### [Exercise objective]
Every line below must be reproduced exactly. Copy them all.

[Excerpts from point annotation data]
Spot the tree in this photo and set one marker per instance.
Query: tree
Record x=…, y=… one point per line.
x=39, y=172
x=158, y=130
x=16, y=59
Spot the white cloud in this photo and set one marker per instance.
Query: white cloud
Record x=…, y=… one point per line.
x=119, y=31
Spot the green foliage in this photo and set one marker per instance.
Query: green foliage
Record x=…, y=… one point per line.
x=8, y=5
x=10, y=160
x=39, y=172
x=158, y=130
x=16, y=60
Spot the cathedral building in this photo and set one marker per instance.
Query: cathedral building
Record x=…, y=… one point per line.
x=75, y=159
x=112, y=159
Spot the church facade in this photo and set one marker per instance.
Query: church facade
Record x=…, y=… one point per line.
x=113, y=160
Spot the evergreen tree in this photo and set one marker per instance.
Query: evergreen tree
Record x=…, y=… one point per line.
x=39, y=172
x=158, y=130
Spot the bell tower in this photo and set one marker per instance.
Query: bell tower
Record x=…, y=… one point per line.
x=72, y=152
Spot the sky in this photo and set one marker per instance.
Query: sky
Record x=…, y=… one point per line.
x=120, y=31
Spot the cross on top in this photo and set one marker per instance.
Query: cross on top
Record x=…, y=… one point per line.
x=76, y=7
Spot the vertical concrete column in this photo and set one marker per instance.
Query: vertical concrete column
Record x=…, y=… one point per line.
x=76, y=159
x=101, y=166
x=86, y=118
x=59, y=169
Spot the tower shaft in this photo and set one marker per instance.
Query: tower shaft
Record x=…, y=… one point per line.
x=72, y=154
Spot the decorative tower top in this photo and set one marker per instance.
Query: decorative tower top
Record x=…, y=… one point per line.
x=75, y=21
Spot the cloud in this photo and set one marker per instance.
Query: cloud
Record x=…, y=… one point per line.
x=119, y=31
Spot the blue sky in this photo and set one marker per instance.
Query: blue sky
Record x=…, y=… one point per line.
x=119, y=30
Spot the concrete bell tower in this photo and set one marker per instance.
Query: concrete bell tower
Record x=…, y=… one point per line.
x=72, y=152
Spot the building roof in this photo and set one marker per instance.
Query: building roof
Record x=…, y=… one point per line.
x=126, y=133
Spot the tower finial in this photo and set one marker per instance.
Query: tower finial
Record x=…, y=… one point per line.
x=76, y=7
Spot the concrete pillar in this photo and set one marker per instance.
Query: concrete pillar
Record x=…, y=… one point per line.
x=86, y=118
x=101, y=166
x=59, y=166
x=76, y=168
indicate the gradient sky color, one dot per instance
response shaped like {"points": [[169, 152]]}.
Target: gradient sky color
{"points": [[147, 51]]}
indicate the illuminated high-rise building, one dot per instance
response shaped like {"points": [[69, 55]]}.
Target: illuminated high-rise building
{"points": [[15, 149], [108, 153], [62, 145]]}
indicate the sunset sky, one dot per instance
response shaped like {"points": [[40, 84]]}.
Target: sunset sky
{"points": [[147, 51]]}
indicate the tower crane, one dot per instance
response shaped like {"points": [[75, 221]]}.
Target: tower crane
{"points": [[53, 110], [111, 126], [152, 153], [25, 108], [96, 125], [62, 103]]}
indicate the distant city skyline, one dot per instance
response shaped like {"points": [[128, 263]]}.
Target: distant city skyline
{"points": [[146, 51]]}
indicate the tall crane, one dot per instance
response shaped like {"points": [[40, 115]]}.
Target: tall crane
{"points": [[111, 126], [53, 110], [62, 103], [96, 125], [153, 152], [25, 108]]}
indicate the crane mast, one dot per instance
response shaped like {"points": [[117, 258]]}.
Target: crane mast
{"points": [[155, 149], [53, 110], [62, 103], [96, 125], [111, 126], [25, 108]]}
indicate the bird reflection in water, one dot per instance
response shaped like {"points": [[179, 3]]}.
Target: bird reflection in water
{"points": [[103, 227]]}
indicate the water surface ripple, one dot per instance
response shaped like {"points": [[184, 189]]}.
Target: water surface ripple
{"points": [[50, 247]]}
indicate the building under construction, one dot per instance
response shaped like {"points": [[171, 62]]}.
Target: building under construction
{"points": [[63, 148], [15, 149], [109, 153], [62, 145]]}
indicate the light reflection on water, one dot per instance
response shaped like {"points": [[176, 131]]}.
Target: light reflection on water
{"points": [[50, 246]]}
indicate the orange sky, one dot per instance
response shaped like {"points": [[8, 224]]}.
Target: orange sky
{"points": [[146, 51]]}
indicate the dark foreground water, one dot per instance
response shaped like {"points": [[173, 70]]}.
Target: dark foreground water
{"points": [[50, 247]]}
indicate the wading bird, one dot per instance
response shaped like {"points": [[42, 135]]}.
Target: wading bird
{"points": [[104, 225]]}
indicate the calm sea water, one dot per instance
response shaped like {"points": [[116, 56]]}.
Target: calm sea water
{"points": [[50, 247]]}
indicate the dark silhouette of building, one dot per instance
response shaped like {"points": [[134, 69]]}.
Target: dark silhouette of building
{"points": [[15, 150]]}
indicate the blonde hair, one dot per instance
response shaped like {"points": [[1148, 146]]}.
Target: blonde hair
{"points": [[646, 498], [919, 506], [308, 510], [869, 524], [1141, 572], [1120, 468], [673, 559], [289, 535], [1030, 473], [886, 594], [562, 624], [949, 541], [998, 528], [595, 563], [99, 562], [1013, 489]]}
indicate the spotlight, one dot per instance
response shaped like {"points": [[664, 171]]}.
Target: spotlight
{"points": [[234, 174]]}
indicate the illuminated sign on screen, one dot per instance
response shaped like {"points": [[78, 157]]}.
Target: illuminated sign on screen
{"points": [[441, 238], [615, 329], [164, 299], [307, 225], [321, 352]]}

### [Completed exercise]
Spot the tree in this photo and set one marker per instance.
Query: tree
Record x=…, y=… one point per line.
x=39, y=172
x=158, y=130
x=16, y=59
Spot the white cloud in this photo and set one marker per instance.
Query: white cloud
Record x=…, y=… one point per line.
x=119, y=31
Spot the green foliage in this photo and set one marker per instance.
Query: green foliage
Record x=…, y=… one point per line.
x=8, y=5
x=10, y=160
x=39, y=172
x=158, y=130
x=16, y=60
Spot the cathedral building in this photo and set one marker per instance.
Query: cathedral building
Record x=…, y=… one point per line.
x=75, y=159
x=112, y=159
Spot the church facade in this photo and set one marker per instance.
Query: church facade
Record x=…, y=… one point per line.
x=113, y=160
Spot the evergreen tree in this photo and set one marker per instance.
Query: evergreen tree
Record x=…, y=… one point per line.
x=39, y=172
x=158, y=130
Spot the bell tower in this photo and set one marker per instance.
Query: bell tower
Record x=…, y=… one point per line.
x=72, y=152
Spot the sky in this photo and set one marker per instance.
Query: sky
Record x=…, y=… one point per line.
x=120, y=31
Spot the cross on top in this photo and set one marker per instance.
Query: cross on top
Record x=…, y=… one point per line.
x=76, y=7
Spot the vertical concrete column in this photo and set one marker per instance.
Query: vertical concrete column
Record x=…, y=… one point per line.
x=76, y=159
x=101, y=166
x=86, y=118
x=59, y=169
Spot the tower shaft in this photo and set one marker per instance.
Query: tower shaft
Record x=…, y=… one point per line.
x=72, y=154
Spot the decorative tower top in this photo and set one marker per instance.
Query: decorative tower top
Record x=…, y=… one point per line.
x=75, y=21
Spot the cloud in this photo and set one marker per instance.
Query: cloud
Record x=…, y=… one point per line.
x=119, y=31
Spot the blue sky in this photo and set one marker per instance.
Query: blue sky
Record x=…, y=… one point per line.
x=119, y=30
Spot the concrete bell tower in this photo and set one marker per instance.
Query: concrete bell tower
Record x=…, y=… one point per line.
x=72, y=152
Spot the building roof in this photo and set one marker per instance.
Query: building roof
Record x=…, y=… one point per line.
x=126, y=133
Spot the tower finial in this photo and set one marker per instance.
Query: tower finial
Record x=…, y=… one point per line.
x=76, y=7
Spot the concrete pillar in this photo and set one marker per instance.
Query: concrete pillar
Record x=…, y=… one point per line.
x=86, y=118
x=101, y=166
x=59, y=166
x=76, y=168
indicate the gradient sky color, one dot per instance
response shaped like {"points": [[169, 152]]}.
Target: gradient sky color
{"points": [[147, 51]]}
indicate the illuminated high-rise building, one dot per instance
response shaped like {"points": [[69, 55]]}.
Target: illuminated high-rise building
{"points": [[15, 149], [108, 153], [62, 145]]}
indicate the sunset sky, one dot per instance
response shaped like {"points": [[40, 84]]}.
Target: sunset sky
{"points": [[147, 51]]}
indicate the tower crane, one dot per instance
response shaped like {"points": [[75, 221]]}.
Target: tower crane
{"points": [[53, 110], [111, 126], [152, 153], [25, 108], [96, 125], [62, 103]]}
indicate the distant city skyline, one dot per instance
response shaped like {"points": [[128, 263]]}.
Target: distant city skyline
{"points": [[146, 51]]}
indicate the tall crane, one dot per instance
response shaped like {"points": [[40, 115]]}.
Target: tall crane
{"points": [[111, 126], [53, 110], [62, 103], [96, 125], [153, 152], [25, 108]]}
indicate the crane mast, one dot per instance
response shaped like {"points": [[117, 258]]}.
Target: crane mast
{"points": [[155, 149], [53, 110], [62, 103], [96, 125], [111, 126], [25, 108]]}
indicate the bird reflection in water, one dot per instance
response shaped like {"points": [[179, 3]]}.
Target: bird reflection in water
{"points": [[103, 227]]}
indicate the water surface ripple, one dot per instance
response shaped like {"points": [[184, 189]]}.
Target: water surface ripple
{"points": [[50, 247]]}
indicate the building under construction, one dot per instance
response shaped like {"points": [[171, 62]]}.
Target: building under construction
{"points": [[63, 148], [15, 149], [109, 153], [62, 145]]}
indicate the light reflection on water, one dot per instance
response shaped like {"points": [[176, 131]]}.
Target: light reflection on water
{"points": [[50, 246]]}
indicate the orange sky, one dot per instance
response shaped like {"points": [[8, 224]]}.
Target: orange sky
{"points": [[146, 51]]}
indicate the dark foreground water, one dot per instance
response shaped like {"points": [[173, 70]]}.
Target: dark foreground water
{"points": [[50, 247]]}
indicate the wading bird, one dot per instance
response shaped like {"points": [[42, 135]]}.
Target: wading bird
{"points": [[104, 225]]}
indicate the calm sea water, one dot per instance
response shaped like {"points": [[116, 56]]}.
Target: calm sea water
{"points": [[50, 247]]}
indicate the dark silhouette of building, one dot per instance
response shaped like {"points": [[134, 69]]}.
Target: dark silhouette of building
{"points": [[15, 150]]}
indicate the blonde hair, one dot per instance
response shaped like {"points": [[1148, 146]]}.
Target: blonde hair
{"points": [[646, 498], [919, 506], [308, 510], [869, 524], [1141, 572], [1120, 468], [673, 559], [289, 535], [1030, 473], [886, 594], [562, 624], [949, 541], [998, 528], [595, 563], [99, 562], [1013, 489]]}
indicate the spotlight, one dot per instance
response shaped like {"points": [[664, 171]]}.
Target: spotlight
{"points": [[234, 174]]}
indicate the illuminated sign on screen, one dot per instance
response shaped like {"points": [[78, 157]]}.
Target: illuminated sign on screen
{"points": [[441, 238], [615, 329], [164, 299], [307, 225], [321, 352]]}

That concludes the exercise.